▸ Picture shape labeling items
====

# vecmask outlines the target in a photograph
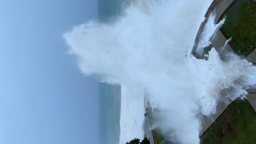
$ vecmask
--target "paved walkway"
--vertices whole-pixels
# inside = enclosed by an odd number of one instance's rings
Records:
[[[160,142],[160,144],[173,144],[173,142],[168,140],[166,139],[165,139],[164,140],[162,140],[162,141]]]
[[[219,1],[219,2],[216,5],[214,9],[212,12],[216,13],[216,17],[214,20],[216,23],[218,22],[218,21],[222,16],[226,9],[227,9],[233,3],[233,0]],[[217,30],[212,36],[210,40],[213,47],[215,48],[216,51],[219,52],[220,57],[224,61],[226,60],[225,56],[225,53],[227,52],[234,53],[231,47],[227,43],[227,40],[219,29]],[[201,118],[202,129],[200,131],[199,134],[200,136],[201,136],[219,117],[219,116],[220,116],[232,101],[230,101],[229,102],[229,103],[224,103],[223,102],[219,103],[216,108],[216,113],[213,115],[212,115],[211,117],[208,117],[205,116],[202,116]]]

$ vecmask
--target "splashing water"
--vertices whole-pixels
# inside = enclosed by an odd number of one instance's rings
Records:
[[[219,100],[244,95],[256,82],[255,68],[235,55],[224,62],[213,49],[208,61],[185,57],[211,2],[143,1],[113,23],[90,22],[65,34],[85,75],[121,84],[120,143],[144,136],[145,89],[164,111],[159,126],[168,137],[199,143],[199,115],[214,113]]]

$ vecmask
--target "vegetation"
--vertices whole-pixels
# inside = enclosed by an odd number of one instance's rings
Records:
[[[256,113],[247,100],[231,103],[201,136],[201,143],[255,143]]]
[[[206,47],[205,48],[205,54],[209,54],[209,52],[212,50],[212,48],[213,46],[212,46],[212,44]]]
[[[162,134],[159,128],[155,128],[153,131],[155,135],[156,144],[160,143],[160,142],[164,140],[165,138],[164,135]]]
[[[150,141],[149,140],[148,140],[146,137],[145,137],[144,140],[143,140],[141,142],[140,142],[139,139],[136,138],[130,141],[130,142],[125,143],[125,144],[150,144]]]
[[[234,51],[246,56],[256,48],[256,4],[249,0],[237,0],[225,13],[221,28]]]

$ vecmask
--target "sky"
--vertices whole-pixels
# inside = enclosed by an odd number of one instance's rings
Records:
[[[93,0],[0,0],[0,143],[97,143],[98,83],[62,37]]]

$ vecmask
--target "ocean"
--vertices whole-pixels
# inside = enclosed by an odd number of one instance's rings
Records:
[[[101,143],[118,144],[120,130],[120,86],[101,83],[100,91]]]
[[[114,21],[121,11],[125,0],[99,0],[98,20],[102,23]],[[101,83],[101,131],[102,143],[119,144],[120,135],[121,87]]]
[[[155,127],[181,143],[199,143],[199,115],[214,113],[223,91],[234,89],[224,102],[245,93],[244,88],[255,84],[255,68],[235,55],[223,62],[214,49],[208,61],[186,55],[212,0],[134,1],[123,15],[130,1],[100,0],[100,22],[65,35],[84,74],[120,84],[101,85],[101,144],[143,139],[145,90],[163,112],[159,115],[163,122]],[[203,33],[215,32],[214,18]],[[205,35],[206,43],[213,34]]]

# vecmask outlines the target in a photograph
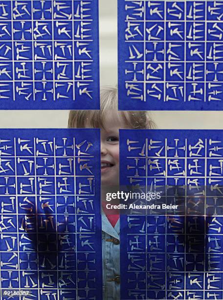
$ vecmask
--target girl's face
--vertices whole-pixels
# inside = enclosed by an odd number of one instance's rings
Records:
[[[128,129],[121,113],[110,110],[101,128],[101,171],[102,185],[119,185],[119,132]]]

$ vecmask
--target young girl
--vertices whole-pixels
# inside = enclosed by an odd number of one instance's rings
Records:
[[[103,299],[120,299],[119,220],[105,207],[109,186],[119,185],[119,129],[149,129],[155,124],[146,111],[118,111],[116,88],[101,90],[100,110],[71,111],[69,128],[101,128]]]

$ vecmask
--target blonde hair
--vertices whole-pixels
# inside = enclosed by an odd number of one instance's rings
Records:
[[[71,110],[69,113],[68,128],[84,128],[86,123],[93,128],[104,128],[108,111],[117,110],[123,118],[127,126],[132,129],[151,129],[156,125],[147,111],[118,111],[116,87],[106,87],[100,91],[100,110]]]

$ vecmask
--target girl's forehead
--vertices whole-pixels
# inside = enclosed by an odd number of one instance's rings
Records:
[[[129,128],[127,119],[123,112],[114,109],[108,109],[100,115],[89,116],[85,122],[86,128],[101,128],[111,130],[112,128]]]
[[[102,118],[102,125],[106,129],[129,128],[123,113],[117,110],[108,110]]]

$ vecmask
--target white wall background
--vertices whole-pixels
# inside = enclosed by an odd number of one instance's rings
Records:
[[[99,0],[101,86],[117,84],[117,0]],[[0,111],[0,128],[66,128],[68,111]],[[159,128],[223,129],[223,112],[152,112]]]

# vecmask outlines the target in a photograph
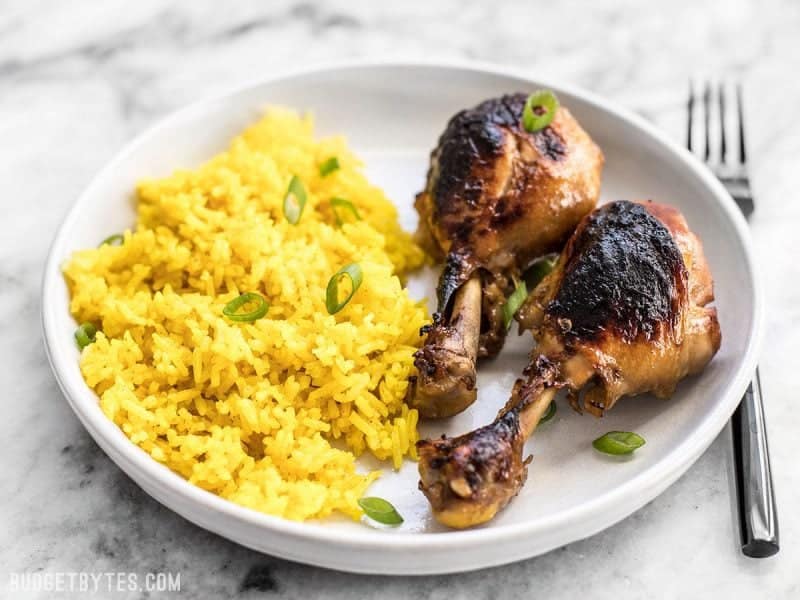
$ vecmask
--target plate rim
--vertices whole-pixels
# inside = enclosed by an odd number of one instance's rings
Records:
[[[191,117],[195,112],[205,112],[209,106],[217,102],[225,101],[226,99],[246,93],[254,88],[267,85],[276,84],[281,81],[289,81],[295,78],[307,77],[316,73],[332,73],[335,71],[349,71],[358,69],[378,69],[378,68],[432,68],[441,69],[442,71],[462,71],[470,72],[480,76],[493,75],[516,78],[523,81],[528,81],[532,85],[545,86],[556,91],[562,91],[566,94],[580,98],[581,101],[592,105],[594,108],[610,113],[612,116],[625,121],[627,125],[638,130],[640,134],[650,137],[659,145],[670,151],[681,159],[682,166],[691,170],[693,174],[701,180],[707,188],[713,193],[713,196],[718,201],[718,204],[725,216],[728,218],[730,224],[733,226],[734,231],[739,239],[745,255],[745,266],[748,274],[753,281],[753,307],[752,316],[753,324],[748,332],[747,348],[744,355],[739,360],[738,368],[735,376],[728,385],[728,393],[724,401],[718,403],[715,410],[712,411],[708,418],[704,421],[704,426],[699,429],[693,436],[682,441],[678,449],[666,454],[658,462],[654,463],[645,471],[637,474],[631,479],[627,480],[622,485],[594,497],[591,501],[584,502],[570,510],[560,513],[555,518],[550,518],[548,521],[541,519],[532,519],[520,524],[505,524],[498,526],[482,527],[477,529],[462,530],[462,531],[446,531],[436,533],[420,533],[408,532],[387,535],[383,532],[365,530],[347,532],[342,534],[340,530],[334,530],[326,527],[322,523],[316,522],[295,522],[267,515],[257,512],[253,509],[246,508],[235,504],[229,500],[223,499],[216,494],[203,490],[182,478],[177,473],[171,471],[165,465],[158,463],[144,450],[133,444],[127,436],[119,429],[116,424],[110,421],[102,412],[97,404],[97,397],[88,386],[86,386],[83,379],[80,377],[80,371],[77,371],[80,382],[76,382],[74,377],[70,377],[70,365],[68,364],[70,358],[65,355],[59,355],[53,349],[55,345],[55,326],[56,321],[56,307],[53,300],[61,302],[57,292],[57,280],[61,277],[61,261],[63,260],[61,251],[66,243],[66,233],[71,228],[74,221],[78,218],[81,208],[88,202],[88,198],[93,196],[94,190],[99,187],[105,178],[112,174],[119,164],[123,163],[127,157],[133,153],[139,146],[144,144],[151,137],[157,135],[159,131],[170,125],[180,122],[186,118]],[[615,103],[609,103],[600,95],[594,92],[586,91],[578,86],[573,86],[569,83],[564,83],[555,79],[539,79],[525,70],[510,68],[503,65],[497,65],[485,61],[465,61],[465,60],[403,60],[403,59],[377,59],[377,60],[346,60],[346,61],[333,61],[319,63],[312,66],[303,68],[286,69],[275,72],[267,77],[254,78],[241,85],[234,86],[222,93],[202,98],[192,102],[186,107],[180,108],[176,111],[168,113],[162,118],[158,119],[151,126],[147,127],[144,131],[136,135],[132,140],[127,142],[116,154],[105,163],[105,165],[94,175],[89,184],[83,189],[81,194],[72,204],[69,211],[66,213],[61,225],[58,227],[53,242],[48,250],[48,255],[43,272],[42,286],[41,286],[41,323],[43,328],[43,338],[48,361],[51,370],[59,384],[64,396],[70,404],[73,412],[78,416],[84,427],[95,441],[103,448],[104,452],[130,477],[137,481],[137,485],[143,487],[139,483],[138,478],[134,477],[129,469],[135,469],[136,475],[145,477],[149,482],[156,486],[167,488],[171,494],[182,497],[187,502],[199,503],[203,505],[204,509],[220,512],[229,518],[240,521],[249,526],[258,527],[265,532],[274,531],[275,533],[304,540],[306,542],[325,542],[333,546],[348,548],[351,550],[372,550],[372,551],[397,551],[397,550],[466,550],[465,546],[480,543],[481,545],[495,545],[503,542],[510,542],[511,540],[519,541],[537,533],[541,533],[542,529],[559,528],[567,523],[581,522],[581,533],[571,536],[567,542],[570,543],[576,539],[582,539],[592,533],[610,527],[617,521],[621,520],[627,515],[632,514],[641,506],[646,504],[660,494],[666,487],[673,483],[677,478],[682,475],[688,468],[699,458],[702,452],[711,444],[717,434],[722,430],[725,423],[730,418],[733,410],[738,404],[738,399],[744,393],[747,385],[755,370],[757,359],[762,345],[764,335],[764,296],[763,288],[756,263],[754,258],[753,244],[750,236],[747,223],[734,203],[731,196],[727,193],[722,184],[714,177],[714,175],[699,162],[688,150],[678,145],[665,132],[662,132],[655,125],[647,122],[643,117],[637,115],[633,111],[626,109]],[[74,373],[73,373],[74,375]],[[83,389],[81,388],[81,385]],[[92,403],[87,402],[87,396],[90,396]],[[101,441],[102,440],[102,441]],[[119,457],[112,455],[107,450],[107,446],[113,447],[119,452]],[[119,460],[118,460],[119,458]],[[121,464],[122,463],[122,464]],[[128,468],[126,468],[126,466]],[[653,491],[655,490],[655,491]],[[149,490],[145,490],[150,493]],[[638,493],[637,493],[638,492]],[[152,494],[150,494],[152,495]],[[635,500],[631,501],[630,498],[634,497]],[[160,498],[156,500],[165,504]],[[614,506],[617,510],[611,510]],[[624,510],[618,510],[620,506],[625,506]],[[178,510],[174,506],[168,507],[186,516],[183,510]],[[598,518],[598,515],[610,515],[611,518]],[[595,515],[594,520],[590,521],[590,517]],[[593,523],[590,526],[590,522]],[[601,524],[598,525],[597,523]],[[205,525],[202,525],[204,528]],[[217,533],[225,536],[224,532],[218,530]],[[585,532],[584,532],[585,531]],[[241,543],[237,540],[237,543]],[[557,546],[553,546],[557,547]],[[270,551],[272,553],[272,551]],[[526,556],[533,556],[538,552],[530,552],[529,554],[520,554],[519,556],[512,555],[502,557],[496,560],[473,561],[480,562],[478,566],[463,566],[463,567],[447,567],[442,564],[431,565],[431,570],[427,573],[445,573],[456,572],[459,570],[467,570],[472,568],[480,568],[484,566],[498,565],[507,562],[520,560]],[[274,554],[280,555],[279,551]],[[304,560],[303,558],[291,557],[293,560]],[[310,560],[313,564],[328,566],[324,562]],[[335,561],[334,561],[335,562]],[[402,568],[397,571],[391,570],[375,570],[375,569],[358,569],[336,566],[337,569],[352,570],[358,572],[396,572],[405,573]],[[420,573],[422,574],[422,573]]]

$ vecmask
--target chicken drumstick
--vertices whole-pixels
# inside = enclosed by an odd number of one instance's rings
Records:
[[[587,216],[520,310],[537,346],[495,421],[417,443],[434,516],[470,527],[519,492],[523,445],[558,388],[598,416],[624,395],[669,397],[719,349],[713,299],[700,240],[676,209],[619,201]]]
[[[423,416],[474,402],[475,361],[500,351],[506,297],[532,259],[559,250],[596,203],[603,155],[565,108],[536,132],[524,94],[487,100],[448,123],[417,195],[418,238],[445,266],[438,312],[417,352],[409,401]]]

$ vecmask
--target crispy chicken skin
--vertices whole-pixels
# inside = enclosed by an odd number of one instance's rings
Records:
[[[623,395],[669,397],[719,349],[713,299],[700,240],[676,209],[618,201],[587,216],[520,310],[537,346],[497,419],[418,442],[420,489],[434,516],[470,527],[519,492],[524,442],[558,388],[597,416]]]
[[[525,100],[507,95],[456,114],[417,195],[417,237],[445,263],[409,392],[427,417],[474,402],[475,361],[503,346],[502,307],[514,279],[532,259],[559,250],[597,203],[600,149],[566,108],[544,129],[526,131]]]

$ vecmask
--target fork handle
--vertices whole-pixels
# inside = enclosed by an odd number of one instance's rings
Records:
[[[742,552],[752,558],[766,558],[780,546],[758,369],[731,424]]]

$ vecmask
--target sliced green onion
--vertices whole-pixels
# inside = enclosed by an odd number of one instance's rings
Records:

====

▸ Directions for this task
Return each line from the entries above that contains the word "chicken".

▸ Task result
--target chicken drumstick
--target crispy chicken skin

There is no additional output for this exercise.